## KUTIPAN PILIHAN
Seputar Nomine Festival Film Indonesia 2016

seputar-nomine-festival-film-indonesia-2016_hlghTahun ini malam anugerah Festival Film Indonesia (FFI) akan berlangsung pada 6 November. Ini lebih cepat dari perhelatan FFI sebelum-sebelumnya, yang diselenggarakan pada 23 November 2015, 6 Desember 2014, 7 Desember 2013, 8 Desember 2012, dan 10 Desember 2011. FFI kali ini, kalau tidak salah hitung, merupakan penyelenggaraan ke-36—termasuk Pekan Apresiasi Film Nasional 1960 dan 1967.

Sepanjang sejarahnya, FFI beberapa kali mengundang kontroversi. Dari perkara tampilan situs, tema dan acara kegiatan, hingga daftar nominasi dan pemenang, ajang penghargaan yang katanya tertinggi bagi dunia film di Indonesia ini tak pernah sepi bahasan. Daripada kita menghabiskan nafas panjang berharap agar FFI bisa lebih baik lagi meski keyakinan akan kandas juga sama besarnya, mari kita sejenak beralih ke bahasan-bahasan yang lebih positif.

Pada perhelatan terakhir FFI, beberapa pemenang mengucapkan berapa kali telah menang Piala Citra. Jadi menarik untuk mengulik sejarah lengkapnya, berangkat dari para nomine FFI 2016 ini. Banyak yang bisa kita temukan dari internet, dari data-data vital hingga trivia-trivia banal. Berikut sejumlah temuan saya.

## DAFTAR DATA
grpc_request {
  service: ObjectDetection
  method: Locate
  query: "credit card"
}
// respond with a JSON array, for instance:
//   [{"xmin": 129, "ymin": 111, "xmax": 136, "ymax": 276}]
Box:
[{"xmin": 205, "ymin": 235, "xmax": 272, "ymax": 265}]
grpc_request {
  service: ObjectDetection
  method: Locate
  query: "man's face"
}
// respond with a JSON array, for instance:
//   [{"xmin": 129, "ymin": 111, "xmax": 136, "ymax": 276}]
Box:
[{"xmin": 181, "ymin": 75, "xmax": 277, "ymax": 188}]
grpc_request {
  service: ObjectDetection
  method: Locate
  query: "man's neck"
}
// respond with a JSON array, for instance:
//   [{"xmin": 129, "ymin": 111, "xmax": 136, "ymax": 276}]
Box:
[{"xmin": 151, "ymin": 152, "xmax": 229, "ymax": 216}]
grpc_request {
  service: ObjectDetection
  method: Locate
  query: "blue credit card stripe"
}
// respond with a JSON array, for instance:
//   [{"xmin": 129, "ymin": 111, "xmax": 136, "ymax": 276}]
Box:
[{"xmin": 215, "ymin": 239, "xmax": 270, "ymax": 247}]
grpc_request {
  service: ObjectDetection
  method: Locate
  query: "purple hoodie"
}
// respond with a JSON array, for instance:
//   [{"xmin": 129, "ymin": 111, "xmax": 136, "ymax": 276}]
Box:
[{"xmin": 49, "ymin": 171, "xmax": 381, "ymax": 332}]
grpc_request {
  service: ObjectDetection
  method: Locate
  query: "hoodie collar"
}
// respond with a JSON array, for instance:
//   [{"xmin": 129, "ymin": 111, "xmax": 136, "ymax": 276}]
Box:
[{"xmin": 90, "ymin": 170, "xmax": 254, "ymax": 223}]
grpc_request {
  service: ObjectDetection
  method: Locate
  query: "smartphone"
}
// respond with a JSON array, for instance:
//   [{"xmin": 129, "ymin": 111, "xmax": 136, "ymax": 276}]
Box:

## LATIHAN TERTULIS
Teruskan teks tentang nomine Festival Film Indonesia 2016, mulai tepat setelah kalimat terakhirnya.

## HASIL TUGAS
Sutradara

Tahun ini Riri Riza, Timo Tjahjanto & Kimo Stamboel (alias Mo Brothers), Yosep Anggi Noen, Upi, dan Pritagita Arlanegara dinobatkan sebagai nomine Sutradara Terbaik. Belum ada satu pun yang pernah membawa pulang Piala Citra untuk kategori ini. Kemenangan pada FFI 2016 akan menjadi kali pertama bagi salah satu dari mereka.

Di antara para nomine Suttadara Terbaik tahun ini, hanya Riri Riza dan Upi yang pernah menjadi nomine pada perhelatan FFI sebelumnya. Riri Riza melalui Eliana, Eliana pada 2004, Gie pada 2005, dan Sokola Rimba pada 2013, sementara Upi melalui Radit dan Jani pada 2008 dan Belenggu pada 2013.

Di luar sutradara terbaik, Riri Riza pernah menjadi nomine untuk Skenario Terbaik lewat Gie. Pada FFI 2016, beliau menjadi nomine untuk Skenario Adaptasi Terbaik lewat Athirah. Upi juga sudah dua kali menjadi nomine untuk Skenario Terbaik, melalui Radit dan Jani dan Belenggu. Pada FFI 2016, ia menjadi nomine untuk Skenario Adaptasi Terbaik untuk My Stupid Boss.

Sepanjang sejarah FFI, sutradara yang paling banyak menjadi nomine untuk Sutradara Terbaik adalah Teguh Karya dan Hanung Bramantyo. Masing-masing mendapatkan nominasi lewat sembilan film.

Teguh Karya mendapatkan nominasi Sutradara Terbaik untuk Usia 18 pada 1981, serta Doea Tanda Mata dan Secangkir Kopi Pahit pada 1985. Sementara itu beliau membawa pulang Piala Citra untuk Cinta Pertama pada 1974, Ranjang Pengantin pada 1975, November 1828 pada 1979, Di Balik Kelambu pada 1983, Ibunda pada 1986, dan Pacar Ketinggalan Kereta pada 1989. Sampai saat ini enam Piala Citra milik Teguh Karya belum tertandingi oleh sutradara manapun.

Sepanjang kariernya, hanya empat film Teguh Karya yang tidak menjadi nomine untuk Sutradara Terbaik: Wadjah Seorang Laki-laki (1971), Kawin Lari (1974), Perkawinan dalam Semusim (1976), dan Badai Pasti Berlalu (1977). Teguh Karya juga tidak pernah meraih Piala Citra untuk Skenario Terbaik meski menjadi nomine sebanyak lima kali, melalui November 1828, Usia 18, Doea Tanda Mata, Ibunda, dan Pacar Ketinggalan Kereta.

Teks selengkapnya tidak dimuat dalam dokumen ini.